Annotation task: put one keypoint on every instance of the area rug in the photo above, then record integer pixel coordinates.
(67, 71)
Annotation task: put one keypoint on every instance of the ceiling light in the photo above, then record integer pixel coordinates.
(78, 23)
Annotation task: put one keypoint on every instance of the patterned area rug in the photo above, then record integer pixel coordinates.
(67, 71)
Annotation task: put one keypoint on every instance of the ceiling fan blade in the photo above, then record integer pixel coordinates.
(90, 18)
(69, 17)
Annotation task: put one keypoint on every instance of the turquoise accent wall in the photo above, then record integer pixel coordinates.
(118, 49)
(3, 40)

════════════════

— What to work on —
Starting from the line with "of the turquoise", write out every remaining line of the data above exactly, the final line included, and nothing before it.

— Task response —
Annotation task: put one keypoint on every instance of the turquoise accent wall in the photo above, then record integer pixel coordinates.
(118, 49)
(3, 40)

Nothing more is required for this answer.